INPUT Block Start
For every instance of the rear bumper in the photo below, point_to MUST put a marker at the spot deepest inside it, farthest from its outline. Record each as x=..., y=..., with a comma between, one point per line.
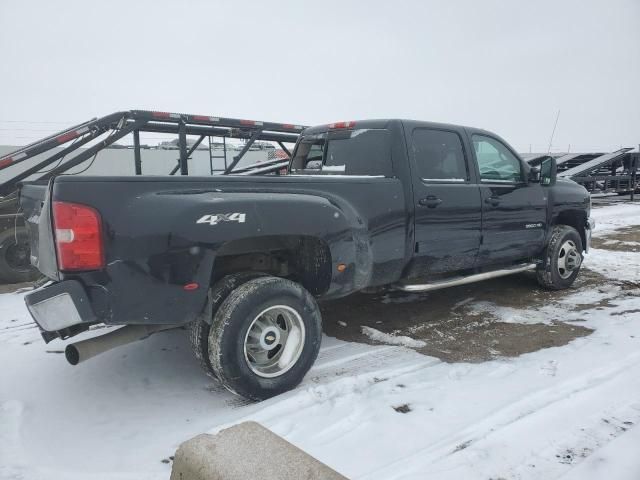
x=60, y=306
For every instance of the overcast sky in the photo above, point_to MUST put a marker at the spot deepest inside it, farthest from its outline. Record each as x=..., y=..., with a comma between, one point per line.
x=507, y=66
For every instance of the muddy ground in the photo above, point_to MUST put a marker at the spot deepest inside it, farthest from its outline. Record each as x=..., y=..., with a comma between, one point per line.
x=453, y=332
x=452, y=329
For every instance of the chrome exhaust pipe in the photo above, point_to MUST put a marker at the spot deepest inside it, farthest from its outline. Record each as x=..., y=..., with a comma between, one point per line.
x=452, y=282
x=78, y=352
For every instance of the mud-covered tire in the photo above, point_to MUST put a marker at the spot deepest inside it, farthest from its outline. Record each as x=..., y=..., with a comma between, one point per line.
x=230, y=353
x=562, y=259
x=15, y=262
x=199, y=328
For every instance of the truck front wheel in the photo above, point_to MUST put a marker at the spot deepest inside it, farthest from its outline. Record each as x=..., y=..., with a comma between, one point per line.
x=562, y=259
x=264, y=337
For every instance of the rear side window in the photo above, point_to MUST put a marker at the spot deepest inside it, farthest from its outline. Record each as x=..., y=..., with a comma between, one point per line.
x=439, y=156
x=345, y=152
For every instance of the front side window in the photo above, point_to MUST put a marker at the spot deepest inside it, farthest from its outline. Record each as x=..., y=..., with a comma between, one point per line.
x=495, y=161
x=344, y=152
x=439, y=156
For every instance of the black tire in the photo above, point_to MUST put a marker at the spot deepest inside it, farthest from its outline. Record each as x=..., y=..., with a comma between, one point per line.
x=565, y=242
x=15, y=258
x=200, y=327
x=230, y=330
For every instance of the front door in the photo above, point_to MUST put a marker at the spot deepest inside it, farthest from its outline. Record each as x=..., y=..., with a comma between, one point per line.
x=447, y=203
x=514, y=212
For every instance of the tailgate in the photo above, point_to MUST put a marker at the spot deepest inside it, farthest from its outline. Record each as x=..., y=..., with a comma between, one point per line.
x=34, y=203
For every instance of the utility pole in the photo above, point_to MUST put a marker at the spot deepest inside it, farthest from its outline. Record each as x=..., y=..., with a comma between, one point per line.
x=634, y=169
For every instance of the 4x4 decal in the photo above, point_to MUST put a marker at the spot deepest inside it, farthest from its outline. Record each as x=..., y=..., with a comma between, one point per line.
x=216, y=218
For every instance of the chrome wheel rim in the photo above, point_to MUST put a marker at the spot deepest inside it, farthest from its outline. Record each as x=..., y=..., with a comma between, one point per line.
x=569, y=259
x=274, y=341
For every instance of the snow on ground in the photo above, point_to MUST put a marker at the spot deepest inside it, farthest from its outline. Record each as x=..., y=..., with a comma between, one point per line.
x=371, y=412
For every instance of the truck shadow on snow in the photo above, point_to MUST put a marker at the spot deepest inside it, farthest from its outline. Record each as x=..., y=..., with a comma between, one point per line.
x=504, y=317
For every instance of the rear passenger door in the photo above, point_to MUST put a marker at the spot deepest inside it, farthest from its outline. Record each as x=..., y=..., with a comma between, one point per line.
x=514, y=211
x=447, y=202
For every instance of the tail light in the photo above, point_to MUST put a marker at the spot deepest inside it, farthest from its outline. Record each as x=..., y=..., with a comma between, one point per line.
x=78, y=235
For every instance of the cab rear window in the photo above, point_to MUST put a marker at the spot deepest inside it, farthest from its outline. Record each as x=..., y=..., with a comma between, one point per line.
x=344, y=152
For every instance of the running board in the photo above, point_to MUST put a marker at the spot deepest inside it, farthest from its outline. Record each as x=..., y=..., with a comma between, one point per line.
x=425, y=287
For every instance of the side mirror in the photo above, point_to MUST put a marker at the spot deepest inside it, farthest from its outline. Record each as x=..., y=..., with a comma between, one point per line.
x=534, y=175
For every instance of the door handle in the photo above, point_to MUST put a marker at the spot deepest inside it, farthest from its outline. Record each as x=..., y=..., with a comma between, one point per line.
x=431, y=201
x=493, y=201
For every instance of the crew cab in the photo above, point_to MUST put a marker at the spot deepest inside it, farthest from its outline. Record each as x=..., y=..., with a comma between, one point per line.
x=243, y=260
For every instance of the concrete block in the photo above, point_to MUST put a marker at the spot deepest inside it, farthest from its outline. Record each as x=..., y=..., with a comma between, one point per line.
x=246, y=451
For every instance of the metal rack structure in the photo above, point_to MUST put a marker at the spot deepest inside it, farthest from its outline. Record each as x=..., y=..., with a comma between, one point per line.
x=107, y=130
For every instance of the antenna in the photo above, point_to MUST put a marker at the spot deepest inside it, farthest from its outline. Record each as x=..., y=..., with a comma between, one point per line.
x=553, y=132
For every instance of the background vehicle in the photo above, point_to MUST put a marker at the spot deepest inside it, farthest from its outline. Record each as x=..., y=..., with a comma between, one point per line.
x=242, y=260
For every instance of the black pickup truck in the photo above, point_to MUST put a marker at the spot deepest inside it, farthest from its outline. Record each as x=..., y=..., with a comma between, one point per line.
x=242, y=260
INPUT Block End
» **EXERCISE BRIEF**: Please give the data again in full, exactly as written, but without any images.

» **EXERCISE RESPONSE**:
For every instance of the rear bumper in the photo below, point_to MUST put a marker at the spot deepest inside it, farthest from its outline. Record each as x=..., y=..., with a comma between, one point per line.
x=60, y=306
For every instance of the overcast sky in the photo above, point_to MUST put a marker at the spot deepest inside it, farthest from its outline. Record each as x=..., y=..., with a comma between, one point per line.
x=507, y=66
For every instance of the muddy ground in the photo above, point_to MUST put a marker at the spot deepest inside it, farthest from its outline. Record each as x=..., y=..., with a comma between, one point per line.
x=453, y=332
x=452, y=329
For every instance of the chrome exhaust pipe in the photo above, point_to MUST put a marker at the spot deepest inside it, farthest from its outline. Record each as x=..., y=..., with a comma between, one point per line.
x=452, y=282
x=78, y=352
For every instance of the mud-covered tire in the photo above, point_to MUST put a marker at the spot deepest inside it, farthest from its outline. Record each as x=..., y=..., with a comma between, one point per line.
x=230, y=353
x=562, y=259
x=15, y=262
x=199, y=328
For every instance of the truck front wheel in the photo above, point_to MUST put a marker at the spot deepest inside it, farthest from its outline. Record each as x=..., y=..., with a comma between, one point per line.
x=562, y=259
x=264, y=337
For every instance of the rear side window in the photo above, point_to MUST put a marker at the spot deepest inside it, farthest from its outline. Record each as x=..., y=..., with a comma between, one point per line.
x=439, y=156
x=345, y=152
For every instance of the front side window in the photo above, point_to MUST put a marker at the spot deepest inside it, farthest from its outline. Record each as x=..., y=..., with a comma between, one point per line.
x=495, y=161
x=344, y=152
x=439, y=156
For every instance of the black tire in the photo above, point_to MUST put a marker at the spot deepest inside it, farthest from its outline. Record each as x=..., y=..., with a comma between, one point per line.
x=565, y=242
x=15, y=258
x=200, y=327
x=230, y=330
For every instance of the front door in the photo above, point_to MUST put a marker at the spot deepest inside it, farthest from its outline. Record each as x=..., y=..., with a comma between, one point per line.
x=447, y=203
x=514, y=212
For every instance of the tailgate in the photo above, point_to MUST put a marker at the spot deepest inside it, farthest from its outline. Record each as x=..., y=..., with a comma between, one point per line.
x=34, y=203
For every instance of the utility pole in the photo above, point_to MUST put a marker at the spot deepest inside it, farthest from its outline. Record each as x=..., y=..., with a comma between, one point per line.
x=634, y=169
For every instance of the 4x4 decal in the photo above, point_to MUST put a marker at the spot deepest inside it, farthest from its outline. Record each as x=..., y=..., with a comma between, one point per line.
x=216, y=218
For every instance of the chrome wheel rim in the photo above, point_to MUST put a marker at the spot deepest inside it, farthest from its outline. Record each as x=..., y=..., with a comma between, one point per line.
x=569, y=259
x=274, y=341
For every instance of the snow on ground in the photo above, point_to MUST put a marker at the spot deepest inside it, farthest from its outline. Record each as x=..., y=..., with a comma between, one point per line.
x=371, y=412
For every instance of the truck shadow on snow in the photo above, point_to MUST put a marker at the spot deepest inside it, farthest from its outline. Record each as x=..., y=..., with a comma between, one point per line.
x=504, y=317
For every instance of the rear passenger door in the photo above, point_to MUST put a marker at the spot deepest inside it, farthest from its outline. Record each as x=..., y=..., with a comma between, one point per line.
x=514, y=211
x=447, y=202
For every instance of the tail light in the photo above, point_to MUST put a marker at the spot deepest inside it, farthest from its outline. Record each as x=..., y=..., with a comma between, one point per line.
x=78, y=235
For every instance of the cab rear window in the photo above, point_to MUST put a marker at the spot deepest inside it, farthest from its outline. Record each as x=..., y=..., with a comma between, one point per line.
x=344, y=152
For every instance of the running board in the photo above, point_to MUST put a marker at the spot deepest inside it, farthest from its outline. Record each as x=..., y=..., with a comma between, one point per line.
x=425, y=287
For every instance of the side mirror in the photo above, point_to MUST put a marker at the spot deepest inside it, farthest from its outline. Record each as x=..., y=..., with a comma between, one point per line.
x=534, y=175
For every instance of the door handle in the photo above, point_to MUST put a marker at the spot deepest inside it, farthest from its outline. Record each as x=..., y=..., with a comma between, one point per line.
x=431, y=201
x=493, y=201
For every instance of the crew cab in the photo above, point_to MUST put a marker at the spot deepest inside it, farthest from its outline. Record each as x=..., y=..., with a comma between, one point per line.
x=243, y=260
For every instance of the concrete block in the photo above, point_to MUST put a marker at the spot deepest inside it, farthest from its outline. Record each as x=..., y=..., with a comma between, one point per line.
x=246, y=451
For every instance of the metal rack structure in the photo above, point_to MUST put a marker at the spot deepest inside it, farthest from its outline. Record each as x=..., y=..., with a comma between, one point per line.
x=107, y=130
For every instance of the antenna in the photo above, point_to MUST put a marker at the spot deepest inside it, farthest from its outline. Record each as x=..., y=..., with a comma between, one point per line.
x=553, y=132
For every instance of the background vehicle in the photo above, point_to MUST put a marker at the spot deepest inside it, farthest from its outline. Record each as x=..., y=..., with a comma between, one point per line.
x=242, y=260
For every instance of the black pickup truck in the photo above, point_to MUST put a marker at the spot deepest inside it, farthest from its outline. Record each as x=..., y=..., with a comma between, one point per line.
x=242, y=260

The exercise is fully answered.